— Task prompt —
Rewrite the passage of the forum thread below, starting with "(Personal aside: I" and going on through "is not guaranteed.", but swap "Metric Halo" for "the manufacturer".

#### Excerpt provided ####

32-bit *programs* are a separate issue. For openers, the software that controls my excellent audio interface will stop working on Catalina, so I'd have a choice between a $500 upgrade card for the interface or abandoning it.

(Personal aside: I absolutely don't want to *complain* that Metric Halo offers an upgrade card for the 2882, because I applaud them for continuing to support their products after 19 years. They're a really good company and the interface has been a great investment. But it's still a 19-year-old interface that sells for $1800 new, and $500 isn't a trivial amount of money.)


----------



## Wunderhorn (Aug 8, 2019)

Drivers for older MOTU audio interfaces may not work either. According to MOTU, further support is not guaranteed.


----------



## seclusion3 (Aug 8, 2019)

Yes’m there are lots of things that currently won’t work.
I get warnings in Mojave for Presonus Quantum, Roland usb midi, Yamaha CP4 usb midl and some other essential gear. Usually I’m goofing with a beta Os on an external drive just to see if it’s ok. I’ve not done so until I know If there’s a work around with $, I’ll hold tight.


----------



## Nick Batzdorf (Aug 8, 2019)

seclusion3 said:


> Yes’m there are lots of things that currently won’t work.
> I get warnings in Mojave for Presonus Quantum, Roland usb midi, Yamaha CP4 usb midl and some other essential gear. Usually I’m goofing with a beta Os on an external drive just to see if it’s ok. I’ve not done so until I know If there’s a work around with $, I’ll hold tight.



You're getting *warnings* now.

That doesn't mean there can't be other reasons those things aren't working anymore, of course, but Mojave does still support 32-bit programs.


----------



## synthetic (Aug 10, 2019)

Just glancing at legacy software, it will kill my Lemur Daemon, my old copy of Sibelius, Microsoft Office, Vienna Ensemble Pro, bunch of other stuff. Do not be first in line to upgrade to this OS.


----------



## storyteller (Aug 10, 2019)

Nick Batzdorf said:


> You're getting *warnings* now.
> 
> That doesn't mean there can't be other reasons those things aren't working anymore, of course, but Mojave does still support 32-bit programs.


I’ve also learned from other devs that some of the warnings are due to software being both 32-bit and 64-bit in the same package and doesn’t actually mean it won’t run in Catalina. Just thought I’d throw that out there.


----------



## Dewdman42 (Aug 10, 2019)

A mac application bundle is actually a folder full of stuff and there could be multiple binaries inside, the main binary that normally launches but sometimes extra helper programs and stuff that the main application may try to launch as separate processes. In all cases, if any of the executable binaries are 32bit, then the program may be broken in some way, even if the main app launches, if it tries to use the internal binary for some reason and it can't launch it, then the program will be broken at that point.

#### Dataset extract ####

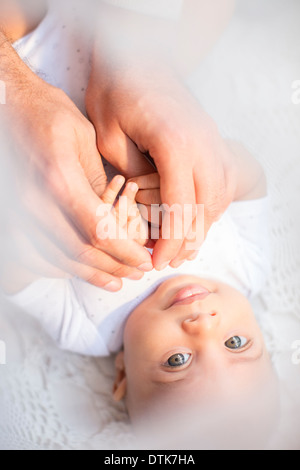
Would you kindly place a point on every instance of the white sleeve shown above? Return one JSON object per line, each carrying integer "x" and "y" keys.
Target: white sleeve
{"x": 251, "y": 220}
{"x": 169, "y": 9}
{"x": 54, "y": 303}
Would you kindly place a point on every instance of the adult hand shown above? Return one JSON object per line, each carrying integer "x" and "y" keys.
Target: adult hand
{"x": 60, "y": 180}
{"x": 139, "y": 108}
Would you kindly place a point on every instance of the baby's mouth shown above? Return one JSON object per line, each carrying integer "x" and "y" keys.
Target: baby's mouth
{"x": 190, "y": 294}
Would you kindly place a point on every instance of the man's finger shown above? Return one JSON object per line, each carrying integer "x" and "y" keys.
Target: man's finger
{"x": 175, "y": 225}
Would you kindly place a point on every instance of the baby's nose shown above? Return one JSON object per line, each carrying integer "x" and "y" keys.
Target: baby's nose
{"x": 201, "y": 322}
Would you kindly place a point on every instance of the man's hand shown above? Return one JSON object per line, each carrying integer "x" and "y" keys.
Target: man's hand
{"x": 60, "y": 180}
{"x": 138, "y": 109}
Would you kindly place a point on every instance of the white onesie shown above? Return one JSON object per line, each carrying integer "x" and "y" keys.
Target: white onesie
{"x": 89, "y": 320}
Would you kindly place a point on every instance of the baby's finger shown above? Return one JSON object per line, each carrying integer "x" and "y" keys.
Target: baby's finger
{"x": 126, "y": 202}
{"x": 151, "y": 181}
{"x": 149, "y": 197}
{"x": 113, "y": 188}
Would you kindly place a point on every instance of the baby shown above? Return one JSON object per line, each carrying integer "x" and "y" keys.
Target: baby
{"x": 189, "y": 333}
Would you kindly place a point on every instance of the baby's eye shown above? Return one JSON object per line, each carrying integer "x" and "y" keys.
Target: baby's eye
{"x": 236, "y": 342}
{"x": 178, "y": 360}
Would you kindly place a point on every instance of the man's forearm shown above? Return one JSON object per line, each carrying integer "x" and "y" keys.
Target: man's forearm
{"x": 19, "y": 80}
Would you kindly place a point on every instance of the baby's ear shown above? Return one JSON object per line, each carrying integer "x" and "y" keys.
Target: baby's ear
{"x": 120, "y": 384}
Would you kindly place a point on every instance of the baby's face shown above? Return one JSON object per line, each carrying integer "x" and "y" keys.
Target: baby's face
{"x": 192, "y": 340}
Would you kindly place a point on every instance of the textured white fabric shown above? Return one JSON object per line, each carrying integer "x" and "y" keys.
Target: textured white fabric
{"x": 56, "y": 400}
{"x": 85, "y": 319}
{"x": 169, "y": 9}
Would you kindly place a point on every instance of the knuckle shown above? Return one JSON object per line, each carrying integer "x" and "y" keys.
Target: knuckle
{"x": 85, "y": 256}
{"x": 99, "y": 183}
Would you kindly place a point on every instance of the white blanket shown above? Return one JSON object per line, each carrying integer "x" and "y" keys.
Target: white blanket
{"x": 53, "y": 400}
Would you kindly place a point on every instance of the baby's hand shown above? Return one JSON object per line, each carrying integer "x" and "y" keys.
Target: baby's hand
{"x": 124, "y": 209}
{"x": 149, "y": 191}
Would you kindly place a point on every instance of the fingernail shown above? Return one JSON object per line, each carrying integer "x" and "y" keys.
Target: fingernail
{"x": 133, "y": 187}
{"x": 136, "y": 276}
{"x": 177, "y": 264}
{"x": 113, "y": 286}
{"x": 146, "y": 267}
{"x": 194, "y": 256}
{"x": 163, "y": 266}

####

— Output of the task —
(Personal aside: I absolutely don't want to *complain* that the manufacturer offers an upgrade card for the 2882, because I applaud them for continuing to support their products after 19 years. They're a really good company and the interface has been a great investment. But it's still a 19-year-old interface that sells for $1800 new, and $500 isn't a trivial amount of money.)


----------



## Wunderhorn (Aug 8, 2019)

Drivers for older MOTU audio interfaces may not work either. According to MOTU, further support is not guaranteed.